Stated exercise → Can you copy every line of the listing below word for word, without changing anything?

══ Dataset rows ══

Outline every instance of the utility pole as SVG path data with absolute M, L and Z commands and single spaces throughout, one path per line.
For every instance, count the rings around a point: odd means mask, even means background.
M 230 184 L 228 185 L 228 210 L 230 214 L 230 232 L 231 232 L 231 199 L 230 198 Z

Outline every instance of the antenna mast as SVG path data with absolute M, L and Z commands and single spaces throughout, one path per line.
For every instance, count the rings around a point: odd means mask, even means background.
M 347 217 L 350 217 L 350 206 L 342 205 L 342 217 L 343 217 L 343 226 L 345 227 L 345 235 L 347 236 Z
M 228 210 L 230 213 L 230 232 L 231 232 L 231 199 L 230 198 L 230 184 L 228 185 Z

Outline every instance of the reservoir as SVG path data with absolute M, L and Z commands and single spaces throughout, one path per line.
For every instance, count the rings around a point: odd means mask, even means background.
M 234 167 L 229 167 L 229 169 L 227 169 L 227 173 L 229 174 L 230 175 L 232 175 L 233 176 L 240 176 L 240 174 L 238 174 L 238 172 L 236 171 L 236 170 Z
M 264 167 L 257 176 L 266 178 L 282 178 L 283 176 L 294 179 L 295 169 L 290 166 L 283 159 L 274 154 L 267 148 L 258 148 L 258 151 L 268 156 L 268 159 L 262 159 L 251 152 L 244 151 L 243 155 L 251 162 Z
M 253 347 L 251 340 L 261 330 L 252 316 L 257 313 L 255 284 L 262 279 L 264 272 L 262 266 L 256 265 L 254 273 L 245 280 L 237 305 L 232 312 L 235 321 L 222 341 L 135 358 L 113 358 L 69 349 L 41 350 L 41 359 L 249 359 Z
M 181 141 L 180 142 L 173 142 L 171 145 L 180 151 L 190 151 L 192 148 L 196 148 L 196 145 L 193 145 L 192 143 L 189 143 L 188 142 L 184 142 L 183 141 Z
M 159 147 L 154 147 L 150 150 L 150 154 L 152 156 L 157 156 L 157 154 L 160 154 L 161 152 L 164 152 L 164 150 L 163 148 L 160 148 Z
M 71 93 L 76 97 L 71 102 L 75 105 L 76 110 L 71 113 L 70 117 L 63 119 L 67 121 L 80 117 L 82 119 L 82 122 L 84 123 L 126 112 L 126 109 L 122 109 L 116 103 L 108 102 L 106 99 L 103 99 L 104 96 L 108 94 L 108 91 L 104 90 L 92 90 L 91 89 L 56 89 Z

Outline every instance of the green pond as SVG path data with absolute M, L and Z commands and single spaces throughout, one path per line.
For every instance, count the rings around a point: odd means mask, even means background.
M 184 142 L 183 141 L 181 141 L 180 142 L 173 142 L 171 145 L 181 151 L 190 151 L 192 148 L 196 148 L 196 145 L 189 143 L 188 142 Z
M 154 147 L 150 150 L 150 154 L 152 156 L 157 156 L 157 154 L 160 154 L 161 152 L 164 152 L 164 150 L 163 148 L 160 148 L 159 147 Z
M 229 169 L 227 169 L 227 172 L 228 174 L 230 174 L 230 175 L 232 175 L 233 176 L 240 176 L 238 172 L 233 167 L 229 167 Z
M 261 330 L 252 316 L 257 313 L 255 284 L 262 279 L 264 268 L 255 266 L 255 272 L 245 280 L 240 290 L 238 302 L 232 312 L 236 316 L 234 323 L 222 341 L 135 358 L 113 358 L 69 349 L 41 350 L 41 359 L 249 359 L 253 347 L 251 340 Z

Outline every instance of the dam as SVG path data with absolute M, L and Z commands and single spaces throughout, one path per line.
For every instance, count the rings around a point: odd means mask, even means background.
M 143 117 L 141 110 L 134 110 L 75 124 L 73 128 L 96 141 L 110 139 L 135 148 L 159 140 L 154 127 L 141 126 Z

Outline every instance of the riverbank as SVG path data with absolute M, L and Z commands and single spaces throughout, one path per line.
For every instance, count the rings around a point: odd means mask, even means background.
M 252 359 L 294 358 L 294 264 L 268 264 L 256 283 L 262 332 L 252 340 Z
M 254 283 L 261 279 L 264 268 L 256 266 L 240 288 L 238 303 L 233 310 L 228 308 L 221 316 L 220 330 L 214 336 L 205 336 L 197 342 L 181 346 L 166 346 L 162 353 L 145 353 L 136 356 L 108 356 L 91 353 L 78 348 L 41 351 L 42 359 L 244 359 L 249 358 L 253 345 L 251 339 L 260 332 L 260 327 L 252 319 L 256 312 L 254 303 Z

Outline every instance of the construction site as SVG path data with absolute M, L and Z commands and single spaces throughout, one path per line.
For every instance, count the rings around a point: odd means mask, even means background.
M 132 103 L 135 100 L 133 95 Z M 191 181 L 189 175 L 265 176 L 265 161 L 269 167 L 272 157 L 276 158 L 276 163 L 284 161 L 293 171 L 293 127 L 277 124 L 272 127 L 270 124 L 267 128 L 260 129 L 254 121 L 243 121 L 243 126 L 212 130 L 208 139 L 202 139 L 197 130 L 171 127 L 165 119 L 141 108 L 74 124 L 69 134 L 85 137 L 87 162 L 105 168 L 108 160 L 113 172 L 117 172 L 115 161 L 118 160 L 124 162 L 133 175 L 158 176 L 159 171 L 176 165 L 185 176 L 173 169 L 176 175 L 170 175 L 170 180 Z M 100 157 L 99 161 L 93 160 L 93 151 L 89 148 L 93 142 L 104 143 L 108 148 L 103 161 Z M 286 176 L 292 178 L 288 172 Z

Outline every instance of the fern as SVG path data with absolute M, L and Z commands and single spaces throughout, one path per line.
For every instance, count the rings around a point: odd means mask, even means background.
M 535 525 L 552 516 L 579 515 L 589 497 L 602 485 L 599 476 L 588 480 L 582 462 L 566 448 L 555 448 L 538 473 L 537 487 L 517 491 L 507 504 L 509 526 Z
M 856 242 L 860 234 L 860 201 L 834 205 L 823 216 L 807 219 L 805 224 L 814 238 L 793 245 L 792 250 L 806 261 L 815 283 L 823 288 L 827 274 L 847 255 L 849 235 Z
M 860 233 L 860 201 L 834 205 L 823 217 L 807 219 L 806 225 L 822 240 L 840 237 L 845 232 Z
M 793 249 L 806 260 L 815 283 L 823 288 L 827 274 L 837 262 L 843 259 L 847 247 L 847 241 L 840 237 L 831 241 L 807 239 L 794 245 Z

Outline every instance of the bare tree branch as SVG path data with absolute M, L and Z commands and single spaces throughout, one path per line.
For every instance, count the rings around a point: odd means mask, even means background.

═══

Task answer →
Outline every instance of the utility pole as SVG path data with absolute M, L and Z commands and single spaces throughout, one path per line.
For every instance, count the rings around a point: odd means mask, even means background.
M 230 184 L 228 185 L 228 210 L 230 214 L 230 232 L 231 232 L 231 199 L 230 198 Z

Outline every instance of the antenna mast as SVG path data with absolute M, L and Z commands and single spaces throughout, one path per line.
For every instance, count the rings around a point: odd means mask, even means background.
M 347 217 L 350 217 L 350 206 L 342 205 L 342 217 L 343 217 L 343 226 L 345 227 L 345 235 L 347 236 Z
M 228 210 L 230 213 L 230 232 L 231 232 L 231 199 L 230 198 L 230 184 L 228 185 Z

Outline every instance of the reservoir as SVG path data with absolute M, L and Z commands and single spaces throughout, one path per line.
For every instance, count the rings around a point: odd means mask, even means background.
M 234 167 L 229 167 L 229 169 L 227 169 L 227 173 L 229 174 L 230 175 L 232 175 L 233 176 L 240 176 L 240 174 L 238 174 L 238 172 L 236 171 L 236 170 Z
M 264 167 L 257 176 L 266 178 L 282 178 L 283 176 L 294 179 L 295 169 L 290 166 L 283 159 L 274 154 L 267 148 L 258 148 L 258 151 L 268 156 L 268 159 L 262 159 L 251 152 L 244 151 L 243 155 L 251 162 Z
M 253 347 L 251 340 L 261 330 L 252 316 L 257 313 L 255 284 L 262 279 L 264 272 L 262 266 L 256 265 L 254 273 L 245 280 L 237 305 L 232 312 L 235 321 L 222 341 L 135 358 L 113 358 L 69 349 L 41 350 L 41 359 L 249 359 Z
M 181 141 L 180 142 L 173 142 L 171 145 L 180 151 L 190 151 L 192 148 L 196 148 L 196 145 L 193 145 L 192 143 L 189 143 L 188 142 L 184 142 L 183 141 Z
M 159 147 L 154 147 L 150 150 L 150 154 L 152 156 L 157 156 L 157 154 L 160 154 L 161 152 L 164 152 L 164 150 L 163 148 L 160 148 Z
M 71 93 L 76 97 L 71 102 L 75 105 L 76 110 L 71 113 L 70 117 L 63 119 L 67 121 L 80 117 L 82 119 L 82 122 L 84 123 L 126 112 L 126 109 L 122 109 L 116 103 L 108 102 L 106 99 L 103 99 L 104 96 L 108 94 L 108 91 L 104 90 L 92 90 L 91 89 L 56 89 Z

Outline every instance of the green pond as SVG path data with absolute M, L and Z commands and single spaces throughout, one path per line.
For every instance, count the rings around a point: odd means mask, even means background.
M 184 142 L 183 141 L 181 141 L 180 142 L 173 142 L 171 145 L 181 151 L 190 151 L 192 148 L 196 148 L 196 145 L 189 143 L 188 142 Z
M 154 147 L 150 150 L 150 154 L 152 156 L 157 156 L 157 154 L 160 154 L 161 152 L 164 152 L 164 150 L 163 148 L 160 148 L 159 147 Z
M 229 169 L 227 169 L 227 172 L 228 174 L 230 174 L 230 175 L 232 175 L 233 176 L 240 176 L 238 172 L 233 167 L 229 167 Z
M 261 330 L 252 316 L 257 313 L 255 284 L 262 279 L 264 268 L 255 266 L 255 272 L 245 280 L 240 290 L 238 302 L 232 312 L 236 316 L 234 323 L 222 341 L 135 358 L 113 358 L 69 349 L 41 350 L 41 359 L 249 359 L 253 347 L 251 340 Z

Outline every instance of the dam as SVG path data with absolute M, L and Z commands and single spaces throughout, one path per line.
For every instance, count the rings around a point: odd means mask, even means background.
M 143 117 L 141 110 L 134 110 L 75 124 L 73 128 L 96 141 L 110 139 L 135 148 L 159 140 L 154 127 L 141 126 Z

Outline every instance of the riverbank as SVG path data with absolute M, L and Z commands and single spaces throughout, one path per line.
For every instance, count the rings around a point: odd means mask, even means background.
M 252 359 L 294 358 L 294 264 L 268 264 L 256 283 L 262 332 L 252 340 Z
M 254 283 L 261 279 L 264 268 L 256 266 L 240 288 L 238 303 L 233 310 L 228 308 L 221 316 L 220 330 L 214 336 L 205 336 L 197 342 L 181 346 L 166 346 L 162 353 L 145 353 L 136 356 L 108 356 L 91 353 L 78 348 L 41 351 L 42 359 L 244 359 L 249 358 L 253 345 L 251 339 L 260 332 L 260 327 L 252 319 L 256 312 L 254 303 Z

Outline every instance of the construction site as SVG path data with absolute M, L and Z commands and single spaces throughout, one path per line.
For every instance, count the rings around a point: odd means mask, even means background.
M 132 103 L 135 100 L 133 95 Z M 191 181 L 189 175 L 265 176 L 265 161 L 269 167 L 272 157 L 276 158 L 276 163 L 284 161 L 293 171 L 293 127 L 277 124 L 272 127 L 270 124 L 267 128 L 260 129 L 254 121 L 243 121 L 243 126 L 212 130 L 208 139 L 202 139 L 197 130 L 171 127 L 165 119 L 141 108 L 74 124 L 69 134 L 85 137 L 87 162 L 105 168 L 108 160 L 113 172 L 117 172 L 115 161 L 118 160 L 124 162 L 133 175 L 158 176 L 159 171 L 176 165 L 185 176 L 173 169 L 176 175 L 170 175 L 170 180 Z M 100 157 L 99 161 L 93 160 L 93 151 L 89 148 L 93 142 L 104 143 L 108 148 L 103 161 Z M 286 176 L 292 178 L 288 172 Z

Outline every instance of the fern as SVG path data with absolute M, L and Z commands and single spaces throughout, one path per line.
For every instance, count the rings around a point: odd means mask, even means background.
M 535 525 L 552 516 L 579 515 L 589 497 L 602 485 L 599 476 L 588 480 L 582 462 L 566 448 L 555 448 L 538 473 L 537 487 L 517 491 L 507 504 L 509 526 Z
M 856 242 L 860 234 L 860 201 L 834 205 L 823 216 L 807 219 L 805 224 L 814 238 L 793 245 L 792 250 L 806 261 L 815 283 L 823 288 L 827 274 L 847 255 L 849 235 Z
M 860 233 L 860 201 L 834 205 L 823 217 L 807 219 L 806 225 L 822 240 L 840 237 L 845 232 Z
M 793 249 L 806 260 L 815 283 L 823 288 L 827 274 L 837 262 L 843 259 L 847 247 L 847 241 L 840 237 L 831 241 L 807 239 L 794 245 Z

Outline every instance of the bare tree branch as SVG path data with absolute M, L and Z commands and single spaces throughout, one path per line.
For every instance, count the rings around a point: odd means mask, even means background.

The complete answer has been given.